Given request
Format the material below as a Markdown table with the columns Row and Line, numbering each line in order and leaving out blank lines.

Data extract
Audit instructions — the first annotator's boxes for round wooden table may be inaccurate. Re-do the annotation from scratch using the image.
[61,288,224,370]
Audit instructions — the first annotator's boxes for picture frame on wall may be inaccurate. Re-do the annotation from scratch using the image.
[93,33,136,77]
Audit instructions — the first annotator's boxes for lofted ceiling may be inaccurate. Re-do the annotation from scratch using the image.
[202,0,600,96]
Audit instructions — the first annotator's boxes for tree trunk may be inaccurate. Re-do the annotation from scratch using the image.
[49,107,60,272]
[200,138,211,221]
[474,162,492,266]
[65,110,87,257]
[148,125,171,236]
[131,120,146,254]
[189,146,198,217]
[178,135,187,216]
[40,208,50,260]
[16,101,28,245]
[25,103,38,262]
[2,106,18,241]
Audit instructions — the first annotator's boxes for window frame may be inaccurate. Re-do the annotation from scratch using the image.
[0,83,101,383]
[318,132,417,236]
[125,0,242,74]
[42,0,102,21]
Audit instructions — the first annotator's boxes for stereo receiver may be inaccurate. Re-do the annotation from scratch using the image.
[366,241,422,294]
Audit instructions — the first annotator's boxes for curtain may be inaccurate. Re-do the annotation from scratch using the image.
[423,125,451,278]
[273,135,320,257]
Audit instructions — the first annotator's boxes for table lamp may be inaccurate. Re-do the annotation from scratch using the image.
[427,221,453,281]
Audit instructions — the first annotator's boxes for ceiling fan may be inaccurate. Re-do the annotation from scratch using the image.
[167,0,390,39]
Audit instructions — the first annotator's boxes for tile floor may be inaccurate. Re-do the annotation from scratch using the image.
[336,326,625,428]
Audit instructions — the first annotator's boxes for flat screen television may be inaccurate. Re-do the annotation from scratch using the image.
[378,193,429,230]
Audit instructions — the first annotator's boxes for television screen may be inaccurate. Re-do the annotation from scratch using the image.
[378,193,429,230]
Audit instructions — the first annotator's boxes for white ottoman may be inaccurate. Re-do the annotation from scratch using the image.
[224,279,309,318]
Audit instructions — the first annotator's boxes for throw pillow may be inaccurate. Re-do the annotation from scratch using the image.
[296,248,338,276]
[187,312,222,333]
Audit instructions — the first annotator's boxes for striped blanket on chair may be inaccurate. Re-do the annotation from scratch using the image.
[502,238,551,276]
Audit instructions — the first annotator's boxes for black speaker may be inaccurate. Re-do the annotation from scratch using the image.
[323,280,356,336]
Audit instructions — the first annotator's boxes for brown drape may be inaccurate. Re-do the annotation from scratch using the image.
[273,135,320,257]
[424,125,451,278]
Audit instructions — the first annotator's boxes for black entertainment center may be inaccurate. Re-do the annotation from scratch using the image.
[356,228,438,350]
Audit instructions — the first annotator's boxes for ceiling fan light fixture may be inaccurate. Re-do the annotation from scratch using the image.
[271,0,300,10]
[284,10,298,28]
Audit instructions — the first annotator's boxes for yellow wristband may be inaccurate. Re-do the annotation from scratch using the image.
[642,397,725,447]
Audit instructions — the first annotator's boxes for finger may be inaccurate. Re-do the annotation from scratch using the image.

Response to this exercise
| Row | Line |
|---|---|
| 1 | Audit instructions — the first annotator's boxes for round wooden table may be inaccurate. Re-do the annotation from scratch using the image. |
| 2 | [61,288,224,370] |
| 3 | Audit instructions — the first annotator's boxes for picture frame on wall may be inaccurate. Re-do the annotation from scratch using the image. |
| 4 | [93,33,136,77] |
| 5 | Audit instructions — the first annotator's boxes for lofted ceiling may be inaccurate. Re-do the annotation from scratch using the image. |
| 6 | [202,0,600,96] |
| 7 | Audit instructions — the first annotator's boxes for tree trunk may be inaccurate. Re-do the annotation from scratch using the image. |
| 8 | [49,107,60,272] |
| 9 | [200,138,211,221] |
| 10 | [474,162,492,266] |
| 11 | [65,110,87,257] |
| 12 | [148,125,171,236] |
| 13 | [131,120,146,254] |
| 14 | [189,146,198,217] |
| 15 | [178,135,187,216] |
| 16 | [40,208,50,260] |
| 17 | [16,101,28,245] |
| 18 | [25,103,38,262] |
| 19 | [2,106,18,241] |
| 20 | Audit instructions — the first annotator's boxes for window frame may be inaccurate. Re-do the annotation from scratch using the image. |
| 21 | [0,83,101,383] |
| 22 | [318,132,417,236] |
| 23 | [125,0,242,74] |
| 24 | [42,0,102,21] |
| 25 | Audit instructions — the first annotator's boxes for stereo receiver may be inaccurate. Re-do the annotation from scratch using the image. |
| 26 | [366,241,422,294] |
| 27 | Audit instructions — the first annotator's boxes for curtain may be inaccurate. Re-do the annotation from scratch using the image. |
| 28 | [423,125,451,278] |
| 29 | [273,135,320,257] |
| 30 | Audit instructions — the first annotator's boxes for table lamp may be inaccurate. Re-do the annotation from scratch using the image. |
| 31 | [427,221,453,281] |
| 32 | Audit instructions — the first annotator's boxes for ceiling fan may be inaccurate. Re-do the annotation from scratch using the image. |
| 33 | [167,0,390,39] |
| 34 | Audit instructions — the first annotator's boxes for tile floor may be inaccurate. Re-do the annotation from scratch using the image. |
| 35 | [336,326,625,428] |
| 36 | Audit instructions — the first annotator's boxes for flat screen television may be inaccurate. Re-do the annotation from scratch using the image. |
| 37 | [378,193,429,230] |
| 38 | Audit instructions — the first annotator's boxes for television screen may be inaccurate. Re-do the annotation from scratch using the image. |
| 39 | [378,193,429,230] |
| 40 | Audit instructions — the first annotator's boxes for white ottoman may be inaccurate. Re-do the annotation from scratch using the image. |
| 41 | [224,279,309,318] |
| 42 | Audit instructions — the first annotator's boxes for throw pillow may be inaccurate. Re-do the annotation from scratch using the image. |
| 43 | [296,248,338,276] |
| 44 | [187,312,222,333] |
| 45 | Audit instructions — the first annotator's boxes for striped blanket on chair may be inaccurate. Re-do the annotation from scratch using the image. |
| 46 | [502,238,551,276] |
| 47 | Audit instructions — the first annotator's boxes for black speaker may be inaccurate. Re-do the annotation from scratch using the image. |
| 48 | [323,280,356,336] |
| 49 | Audit instructions — the first annotator's boxes for brown drape may be inaccurate. Re-do the annotation from scratch using the image. |
| 50 | [273,135,320,257] |
| 51 | [424,125,451,278] |
| 52 | Audit instructions — the first annotator's boxes for black entertainment center may be inaccurate. Re-do the annotation from scratch using the image. |
| 53 | [356,228,438,350] |
| 54 | Audit instructions — the first annotator's boxes for ceiling fan light fixture may be inaccurate. Re-do the annotation from scratch using the image. |
| 55 | [271,0,300,10] |
| 56 | [284,10,298,28] |
| 57 | Audit instructions — the first annotator's boxes for yellow wristband may be inaccurate. Re-do the annotation from scratch using the image. |
| 58 | [642,397,725,447] |
| 59 | Audit instructions — the first annotator's boxes for finger may be inaccurate. Re-do the annotation from scratch using the image. |